* [Assignment]: Write out, exactly as they stand, the line containing "segment bowl with rice and vegetables" and all subsequent lines up to and including the final line of the records.
::::::
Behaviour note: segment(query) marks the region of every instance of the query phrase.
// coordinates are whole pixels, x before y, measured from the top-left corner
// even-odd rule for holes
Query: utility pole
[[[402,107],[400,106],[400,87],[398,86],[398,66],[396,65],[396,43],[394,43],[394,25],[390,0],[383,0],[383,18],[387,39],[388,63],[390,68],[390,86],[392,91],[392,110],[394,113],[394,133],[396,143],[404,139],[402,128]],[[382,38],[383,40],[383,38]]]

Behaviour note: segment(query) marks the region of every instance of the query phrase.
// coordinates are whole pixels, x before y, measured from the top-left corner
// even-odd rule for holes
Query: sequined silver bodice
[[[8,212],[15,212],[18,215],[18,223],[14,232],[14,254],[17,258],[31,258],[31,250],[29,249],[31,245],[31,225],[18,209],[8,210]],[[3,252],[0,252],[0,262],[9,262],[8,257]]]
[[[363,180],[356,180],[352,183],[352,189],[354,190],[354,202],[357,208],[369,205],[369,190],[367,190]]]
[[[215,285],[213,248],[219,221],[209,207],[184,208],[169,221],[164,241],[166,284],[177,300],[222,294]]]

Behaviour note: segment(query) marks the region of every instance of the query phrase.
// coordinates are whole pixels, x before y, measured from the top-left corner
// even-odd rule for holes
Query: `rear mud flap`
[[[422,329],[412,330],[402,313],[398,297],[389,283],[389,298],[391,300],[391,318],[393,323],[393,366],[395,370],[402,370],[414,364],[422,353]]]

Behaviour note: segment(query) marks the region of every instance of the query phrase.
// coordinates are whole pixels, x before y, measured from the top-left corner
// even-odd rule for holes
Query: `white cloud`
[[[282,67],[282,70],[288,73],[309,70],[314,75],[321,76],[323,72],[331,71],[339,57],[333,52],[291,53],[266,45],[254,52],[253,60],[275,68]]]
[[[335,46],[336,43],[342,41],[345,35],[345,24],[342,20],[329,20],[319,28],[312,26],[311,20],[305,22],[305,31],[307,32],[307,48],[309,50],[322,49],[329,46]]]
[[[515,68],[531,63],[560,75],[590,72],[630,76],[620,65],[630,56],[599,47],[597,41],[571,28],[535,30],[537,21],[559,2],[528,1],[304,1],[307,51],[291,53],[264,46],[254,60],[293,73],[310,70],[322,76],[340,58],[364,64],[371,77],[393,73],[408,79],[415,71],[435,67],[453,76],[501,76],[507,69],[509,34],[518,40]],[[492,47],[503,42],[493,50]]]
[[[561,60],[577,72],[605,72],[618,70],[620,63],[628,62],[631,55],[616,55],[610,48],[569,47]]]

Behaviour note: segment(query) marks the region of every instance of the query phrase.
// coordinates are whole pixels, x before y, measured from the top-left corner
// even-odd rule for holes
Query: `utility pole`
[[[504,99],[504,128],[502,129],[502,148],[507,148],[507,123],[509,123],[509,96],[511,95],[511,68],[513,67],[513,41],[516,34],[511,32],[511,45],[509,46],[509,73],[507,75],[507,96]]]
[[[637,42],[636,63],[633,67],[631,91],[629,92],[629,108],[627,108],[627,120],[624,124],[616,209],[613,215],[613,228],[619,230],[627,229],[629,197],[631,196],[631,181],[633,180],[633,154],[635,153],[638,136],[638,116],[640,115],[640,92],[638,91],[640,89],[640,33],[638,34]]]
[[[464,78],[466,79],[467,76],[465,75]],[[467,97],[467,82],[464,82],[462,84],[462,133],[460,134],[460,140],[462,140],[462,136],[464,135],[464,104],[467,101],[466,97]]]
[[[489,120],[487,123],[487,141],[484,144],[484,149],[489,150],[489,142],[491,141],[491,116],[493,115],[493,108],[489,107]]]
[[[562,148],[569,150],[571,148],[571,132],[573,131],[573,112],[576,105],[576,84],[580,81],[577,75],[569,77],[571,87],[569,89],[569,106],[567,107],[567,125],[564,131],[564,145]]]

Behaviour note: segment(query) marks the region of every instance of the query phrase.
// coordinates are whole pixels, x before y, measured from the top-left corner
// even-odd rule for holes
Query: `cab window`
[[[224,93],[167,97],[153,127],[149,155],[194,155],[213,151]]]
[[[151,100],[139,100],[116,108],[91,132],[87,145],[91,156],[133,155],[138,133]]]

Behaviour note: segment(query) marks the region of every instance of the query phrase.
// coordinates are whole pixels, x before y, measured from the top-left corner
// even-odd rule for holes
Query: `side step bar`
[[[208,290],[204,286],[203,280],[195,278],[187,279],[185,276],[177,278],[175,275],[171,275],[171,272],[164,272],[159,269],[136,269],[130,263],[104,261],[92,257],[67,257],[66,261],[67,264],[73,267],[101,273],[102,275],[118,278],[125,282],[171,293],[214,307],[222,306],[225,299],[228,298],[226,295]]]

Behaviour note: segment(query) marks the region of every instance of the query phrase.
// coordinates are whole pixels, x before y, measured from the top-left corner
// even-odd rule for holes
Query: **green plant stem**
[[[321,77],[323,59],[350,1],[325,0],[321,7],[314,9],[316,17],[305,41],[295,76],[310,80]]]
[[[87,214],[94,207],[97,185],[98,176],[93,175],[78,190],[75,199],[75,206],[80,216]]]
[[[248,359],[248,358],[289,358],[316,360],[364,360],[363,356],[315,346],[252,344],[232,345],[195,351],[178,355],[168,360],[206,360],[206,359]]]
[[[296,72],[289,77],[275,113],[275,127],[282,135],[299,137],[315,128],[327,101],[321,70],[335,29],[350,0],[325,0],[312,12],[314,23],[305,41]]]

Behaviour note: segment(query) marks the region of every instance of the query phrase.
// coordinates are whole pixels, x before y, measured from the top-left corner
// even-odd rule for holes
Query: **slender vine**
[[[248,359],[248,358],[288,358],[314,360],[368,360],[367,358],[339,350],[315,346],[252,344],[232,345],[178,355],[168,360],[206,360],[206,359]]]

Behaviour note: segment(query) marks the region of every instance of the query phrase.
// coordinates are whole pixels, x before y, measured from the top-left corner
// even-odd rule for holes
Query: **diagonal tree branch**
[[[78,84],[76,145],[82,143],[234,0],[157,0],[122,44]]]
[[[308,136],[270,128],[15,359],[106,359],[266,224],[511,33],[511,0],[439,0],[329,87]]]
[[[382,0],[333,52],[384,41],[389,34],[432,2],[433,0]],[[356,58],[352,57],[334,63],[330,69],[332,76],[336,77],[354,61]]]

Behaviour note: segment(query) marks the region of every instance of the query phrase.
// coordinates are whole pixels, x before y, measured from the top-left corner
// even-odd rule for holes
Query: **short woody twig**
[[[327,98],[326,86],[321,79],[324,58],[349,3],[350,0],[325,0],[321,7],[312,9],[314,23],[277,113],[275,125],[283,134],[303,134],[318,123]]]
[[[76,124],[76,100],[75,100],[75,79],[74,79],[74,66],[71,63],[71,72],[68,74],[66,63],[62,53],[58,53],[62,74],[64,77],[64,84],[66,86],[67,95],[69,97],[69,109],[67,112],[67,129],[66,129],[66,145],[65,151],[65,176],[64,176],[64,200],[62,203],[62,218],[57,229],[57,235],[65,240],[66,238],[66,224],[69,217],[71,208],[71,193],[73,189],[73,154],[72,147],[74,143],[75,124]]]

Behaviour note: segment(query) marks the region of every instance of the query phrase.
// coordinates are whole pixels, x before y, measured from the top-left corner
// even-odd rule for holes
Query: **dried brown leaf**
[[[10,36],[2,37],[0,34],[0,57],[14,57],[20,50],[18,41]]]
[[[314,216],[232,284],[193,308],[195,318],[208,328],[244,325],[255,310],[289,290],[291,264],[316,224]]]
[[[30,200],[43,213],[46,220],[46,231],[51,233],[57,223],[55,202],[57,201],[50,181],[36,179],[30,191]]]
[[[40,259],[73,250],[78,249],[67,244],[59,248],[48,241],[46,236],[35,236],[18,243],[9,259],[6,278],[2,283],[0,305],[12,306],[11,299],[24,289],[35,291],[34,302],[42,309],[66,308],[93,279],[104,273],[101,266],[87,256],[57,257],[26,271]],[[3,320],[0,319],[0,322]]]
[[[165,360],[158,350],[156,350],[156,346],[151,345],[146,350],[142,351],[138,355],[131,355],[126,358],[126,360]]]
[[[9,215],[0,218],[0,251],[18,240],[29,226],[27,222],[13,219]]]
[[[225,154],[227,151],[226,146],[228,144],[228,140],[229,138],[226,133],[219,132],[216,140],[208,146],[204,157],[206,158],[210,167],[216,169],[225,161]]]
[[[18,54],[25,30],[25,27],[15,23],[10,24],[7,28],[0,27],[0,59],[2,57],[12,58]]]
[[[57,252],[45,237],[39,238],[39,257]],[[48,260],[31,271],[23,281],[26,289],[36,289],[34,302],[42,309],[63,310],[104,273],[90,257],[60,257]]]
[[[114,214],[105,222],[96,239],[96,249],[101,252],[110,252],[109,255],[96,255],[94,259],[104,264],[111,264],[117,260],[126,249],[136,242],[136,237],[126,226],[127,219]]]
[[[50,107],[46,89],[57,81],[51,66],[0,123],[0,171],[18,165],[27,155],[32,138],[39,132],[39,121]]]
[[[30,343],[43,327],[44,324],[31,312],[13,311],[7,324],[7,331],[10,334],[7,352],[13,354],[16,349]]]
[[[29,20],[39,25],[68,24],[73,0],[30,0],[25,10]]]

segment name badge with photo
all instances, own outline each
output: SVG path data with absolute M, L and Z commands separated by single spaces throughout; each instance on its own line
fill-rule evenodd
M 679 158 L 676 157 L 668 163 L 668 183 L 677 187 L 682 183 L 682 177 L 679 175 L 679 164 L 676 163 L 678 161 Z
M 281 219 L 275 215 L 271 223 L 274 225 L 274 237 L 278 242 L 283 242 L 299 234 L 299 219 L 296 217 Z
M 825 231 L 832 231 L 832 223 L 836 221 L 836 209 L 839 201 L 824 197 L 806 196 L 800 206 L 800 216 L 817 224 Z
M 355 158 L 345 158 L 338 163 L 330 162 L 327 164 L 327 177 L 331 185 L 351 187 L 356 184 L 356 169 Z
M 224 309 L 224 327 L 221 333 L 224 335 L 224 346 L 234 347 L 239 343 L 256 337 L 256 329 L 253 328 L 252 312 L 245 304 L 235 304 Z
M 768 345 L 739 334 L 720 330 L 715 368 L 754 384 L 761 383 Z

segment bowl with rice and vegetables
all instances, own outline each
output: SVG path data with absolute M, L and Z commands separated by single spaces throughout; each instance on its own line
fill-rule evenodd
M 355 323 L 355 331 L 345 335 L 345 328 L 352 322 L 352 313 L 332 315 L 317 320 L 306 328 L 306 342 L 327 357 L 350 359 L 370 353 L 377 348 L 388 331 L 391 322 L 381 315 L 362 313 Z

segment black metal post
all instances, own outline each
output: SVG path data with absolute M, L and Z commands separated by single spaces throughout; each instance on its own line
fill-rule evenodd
::::::
* [Expected answer]:
segment bowl with rice and vegetables
all instances, own outline each
output: SVG path data with absolute M, L and Z commands separated by single spaces throughout; each instance on its own line
fill-rule evenodd
M 355 323 L 355 331 L 345 335 L 345 328 L 352 322 L 352 313 L 332 315 L 317 320 L 306 328 L 306 342 L 327 357 L 350 359 L 370 353 L 377 348 L 388 331 L 391 322 L 381 315 L 362 313 Z

segment black metal post
all instances, own outline each
output: SVG path data with absolute M, L and Z commands separated by single spaces throughout; each instance on its own line
fill-rule evenodd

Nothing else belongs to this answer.